Image region labeling entries:
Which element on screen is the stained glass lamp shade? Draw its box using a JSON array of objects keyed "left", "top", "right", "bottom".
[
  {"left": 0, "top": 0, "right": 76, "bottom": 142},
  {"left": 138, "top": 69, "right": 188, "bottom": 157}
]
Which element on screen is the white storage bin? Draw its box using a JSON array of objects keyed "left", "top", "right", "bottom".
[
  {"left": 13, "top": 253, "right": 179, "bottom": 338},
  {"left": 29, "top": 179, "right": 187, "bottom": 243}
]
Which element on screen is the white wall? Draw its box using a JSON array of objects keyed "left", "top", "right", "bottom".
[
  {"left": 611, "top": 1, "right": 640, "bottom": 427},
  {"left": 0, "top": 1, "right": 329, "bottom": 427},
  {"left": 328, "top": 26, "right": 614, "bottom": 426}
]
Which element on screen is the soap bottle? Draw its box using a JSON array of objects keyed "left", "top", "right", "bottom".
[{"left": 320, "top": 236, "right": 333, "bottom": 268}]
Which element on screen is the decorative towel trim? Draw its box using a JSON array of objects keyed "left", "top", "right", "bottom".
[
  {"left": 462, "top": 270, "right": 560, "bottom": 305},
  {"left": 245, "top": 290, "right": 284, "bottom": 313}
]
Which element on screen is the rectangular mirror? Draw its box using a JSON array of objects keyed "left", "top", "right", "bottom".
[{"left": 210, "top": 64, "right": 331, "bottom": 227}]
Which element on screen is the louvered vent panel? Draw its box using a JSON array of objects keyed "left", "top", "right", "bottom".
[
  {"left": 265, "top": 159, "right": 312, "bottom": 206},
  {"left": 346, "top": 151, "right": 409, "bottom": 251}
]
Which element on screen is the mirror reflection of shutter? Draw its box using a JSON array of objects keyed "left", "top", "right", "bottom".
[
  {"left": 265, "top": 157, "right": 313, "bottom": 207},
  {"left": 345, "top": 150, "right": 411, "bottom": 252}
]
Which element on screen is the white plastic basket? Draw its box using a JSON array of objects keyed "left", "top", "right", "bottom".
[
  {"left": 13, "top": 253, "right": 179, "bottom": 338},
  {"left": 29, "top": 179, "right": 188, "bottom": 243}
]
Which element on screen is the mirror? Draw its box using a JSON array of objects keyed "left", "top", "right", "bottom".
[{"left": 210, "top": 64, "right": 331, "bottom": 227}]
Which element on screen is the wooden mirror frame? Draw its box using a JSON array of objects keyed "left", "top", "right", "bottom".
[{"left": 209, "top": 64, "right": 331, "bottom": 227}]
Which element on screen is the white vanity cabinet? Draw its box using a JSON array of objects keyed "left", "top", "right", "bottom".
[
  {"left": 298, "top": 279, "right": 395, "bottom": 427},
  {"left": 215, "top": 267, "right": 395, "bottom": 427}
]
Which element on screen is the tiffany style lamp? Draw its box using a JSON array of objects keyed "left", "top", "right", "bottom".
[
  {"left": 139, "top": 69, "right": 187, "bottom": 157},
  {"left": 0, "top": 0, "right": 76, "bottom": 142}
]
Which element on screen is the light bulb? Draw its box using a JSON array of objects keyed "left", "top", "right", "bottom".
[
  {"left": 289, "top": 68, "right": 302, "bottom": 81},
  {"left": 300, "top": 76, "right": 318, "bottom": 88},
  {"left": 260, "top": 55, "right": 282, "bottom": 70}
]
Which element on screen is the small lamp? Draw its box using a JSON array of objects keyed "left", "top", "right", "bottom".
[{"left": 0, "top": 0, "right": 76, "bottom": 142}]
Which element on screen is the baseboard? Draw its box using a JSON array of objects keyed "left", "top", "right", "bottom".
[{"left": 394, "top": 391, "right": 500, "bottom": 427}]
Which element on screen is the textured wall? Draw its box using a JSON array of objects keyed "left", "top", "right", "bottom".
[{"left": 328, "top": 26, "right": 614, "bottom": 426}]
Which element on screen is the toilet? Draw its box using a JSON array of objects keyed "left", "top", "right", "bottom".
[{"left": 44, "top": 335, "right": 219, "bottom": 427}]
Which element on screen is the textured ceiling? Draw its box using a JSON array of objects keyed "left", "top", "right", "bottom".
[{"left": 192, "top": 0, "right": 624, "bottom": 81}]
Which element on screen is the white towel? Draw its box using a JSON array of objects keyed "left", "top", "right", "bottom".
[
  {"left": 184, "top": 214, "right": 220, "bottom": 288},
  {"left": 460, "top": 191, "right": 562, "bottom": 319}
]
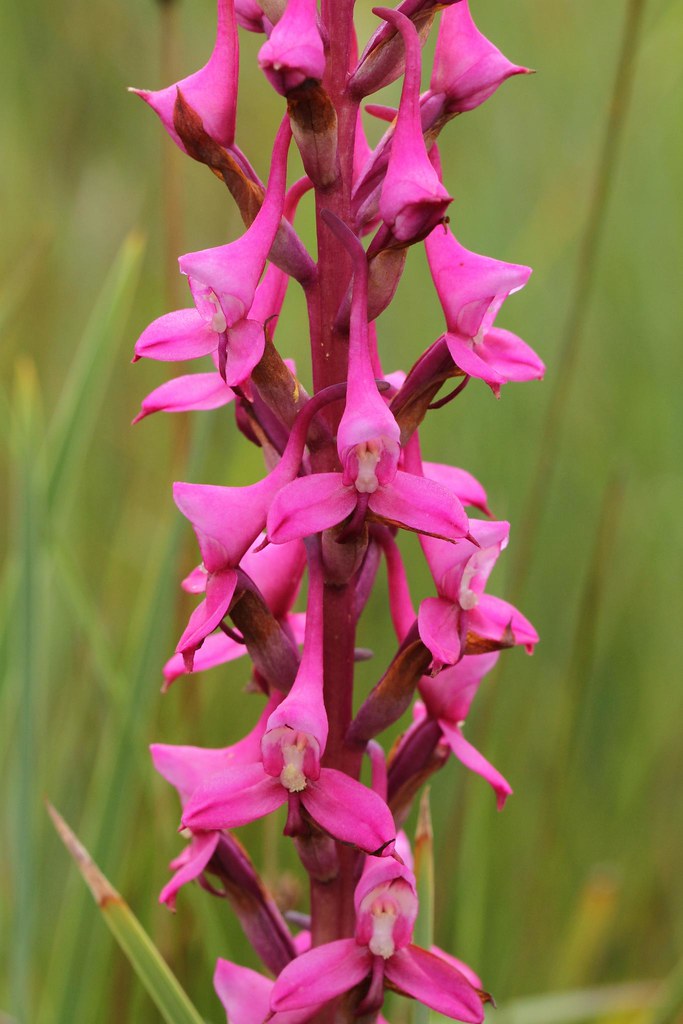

[Exercise goal] How many lines in the items above contain the string "mirror", counting only matches with the same case? Give the number and nothing else.

[Answer] 4